===== Data

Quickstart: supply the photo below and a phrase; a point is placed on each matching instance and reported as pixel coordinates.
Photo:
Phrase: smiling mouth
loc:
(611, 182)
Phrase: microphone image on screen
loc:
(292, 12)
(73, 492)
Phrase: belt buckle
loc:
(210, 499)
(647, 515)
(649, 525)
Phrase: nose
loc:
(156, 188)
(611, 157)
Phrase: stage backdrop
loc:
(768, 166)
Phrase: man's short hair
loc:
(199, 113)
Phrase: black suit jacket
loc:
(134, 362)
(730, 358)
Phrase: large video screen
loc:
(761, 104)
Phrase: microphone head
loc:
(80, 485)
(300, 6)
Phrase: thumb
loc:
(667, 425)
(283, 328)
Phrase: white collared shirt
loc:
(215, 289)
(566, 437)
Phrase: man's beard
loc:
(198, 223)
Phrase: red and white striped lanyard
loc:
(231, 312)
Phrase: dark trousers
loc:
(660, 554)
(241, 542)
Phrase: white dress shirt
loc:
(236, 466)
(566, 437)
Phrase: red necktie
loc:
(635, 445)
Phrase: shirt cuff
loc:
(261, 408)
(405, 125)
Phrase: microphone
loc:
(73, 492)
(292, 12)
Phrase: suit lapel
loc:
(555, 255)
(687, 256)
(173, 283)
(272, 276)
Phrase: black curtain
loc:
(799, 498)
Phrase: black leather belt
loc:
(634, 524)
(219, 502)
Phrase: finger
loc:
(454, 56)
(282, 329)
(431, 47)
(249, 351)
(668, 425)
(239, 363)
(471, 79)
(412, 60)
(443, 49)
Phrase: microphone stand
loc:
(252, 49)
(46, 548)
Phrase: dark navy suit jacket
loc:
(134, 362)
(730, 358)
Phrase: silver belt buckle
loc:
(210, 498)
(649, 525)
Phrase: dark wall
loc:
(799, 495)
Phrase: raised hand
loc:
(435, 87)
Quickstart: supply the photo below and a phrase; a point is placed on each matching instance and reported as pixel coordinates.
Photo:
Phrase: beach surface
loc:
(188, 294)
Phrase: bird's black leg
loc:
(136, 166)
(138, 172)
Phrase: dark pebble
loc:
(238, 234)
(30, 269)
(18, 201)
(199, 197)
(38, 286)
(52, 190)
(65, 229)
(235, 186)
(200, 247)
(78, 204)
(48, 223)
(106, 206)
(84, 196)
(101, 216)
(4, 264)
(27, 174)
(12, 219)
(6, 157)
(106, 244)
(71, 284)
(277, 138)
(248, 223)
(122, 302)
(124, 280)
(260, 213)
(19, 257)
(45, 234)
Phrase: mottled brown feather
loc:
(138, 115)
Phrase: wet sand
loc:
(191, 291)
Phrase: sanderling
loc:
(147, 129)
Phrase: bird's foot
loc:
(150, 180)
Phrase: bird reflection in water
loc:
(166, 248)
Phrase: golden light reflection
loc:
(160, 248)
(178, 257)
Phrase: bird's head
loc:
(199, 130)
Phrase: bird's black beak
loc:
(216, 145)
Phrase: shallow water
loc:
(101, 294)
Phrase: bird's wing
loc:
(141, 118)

==========

* **Required work**
Reproduce every item above word for word, from its first line through its last.

* **Right answer**
Quickstart: supply the photo below and a phrase; a point is placed on each matching instance and reported as pixel coordinates.
Photo:
Phrase: smiling mouth
loc:
(611, 182)
Phrase: microphone image on screen
loc:
(292, 12)
(73, 492)
Phrase: belt buckle
loc:
(210, 499)
(647, 515)
(649, 525)
Phrase: nose
loc:
(156, 188)
(611, 157)
Phrase: stage backdrop
loc:
(768, 166)
Phrase: man's short hair
loc:
(199, 113)
Phrase: black suit jacket
loc:
(134, 362)
(730, 358)
Phrase: large video screen
loc:
(761, 104)
Phrase: microphone head
loc:
(80, 485)
(300, 6)
Phrase: thumb
loc:
(667, 425)
(283, 328)
Phrase: white collared shirt
loc:
(215, 289)
(566, 437)
Phrase: man's beard
loc:
(198, 223)
Phrase: red and white striped lanyard
loc:
(231, 312)
Phrase: dark trousers
loc:
(660, 554)
(241, 542)
Phrase: white dress shirt
loc:
(236, 466)
(566, 437)
Phrase: red necktie
loc:
(635, 445)
Phrase: shirt cuff
loc:
(261, 408)
(405, 125)
Phrase: microphone
loc:
(73, 492)
(292, 12)
Phrase: suit lapel
loc:
(555, 255)
(687, 256)
(173, 283)
(272, 276)
Phrase: black curtain
loc:
(799, 498)
Phrase: black leather belt
loc:
(634, 524)
(219, 502)
Phrase: finger
loc:
(454, 56)
(282, 329)
(431, 47)
(249, 351)
(668, 425)
(239, 363)
(471, 79)
(412, 60)
(443, 49)
Phrase: microphone stand
loc:
(252, 49)
(46, 548)
Phrase: dark navy suit jacket
loc:
(134, 362)
(730, 358)
Phrase: silver belt buckle
loc:
(210, 498)
(649, 525)
Phrase: dark wall
loc:
(799, 495)
Phrase: raised hand
loc:
(435, 87)
Quickstart: supply the photo below and a phrase; a point is placed on each matching instance and reported as pixel coordinates.
Photo:
Phrase: beach surface
loc:
(188, 294)
Phrase: bird's black leg
loc:
(136, 166)
(138, 172)
Phrase: dark pebble
loc:
(238, 234)
(30, 269)
(18, 201)
(199, 197)
(38, 286)
(52, 190)
(65, 229)
(235, 186)
(200, 247)
(78, 204)
(48, 223)
(106, 206)
(84, 196)
(101, 216)
(4, 264)
(27, 174)
(12, 219)
(6, 157)
(106, 244)
(71, 284)
(277, 138)
(248, 223)
(122, 302)
(124, 280)
(260, 213)
(19, 257)
(45, 234)
Phrase: mottled brown feather
loc:
(138, 115)
Phrase: wet sand
loc:
(191, 291)
Phrase: sanderling
loc:
(147, 129)
Phrase: bird's foot
loc:
(150, 180)
Phrase: bird reflection in water
loc:
(166, 248)
Phrase: golden light reflection
loc:
(160, 248)
(178, 257)
Phrase: bird's head
loc:
(199, 130)
Phrase: bird's black beak
loc:
(216, 145)
Phrase: shallow water
loc:
(101, 294)
Phrase: bird's wing
loc:
(141, 118)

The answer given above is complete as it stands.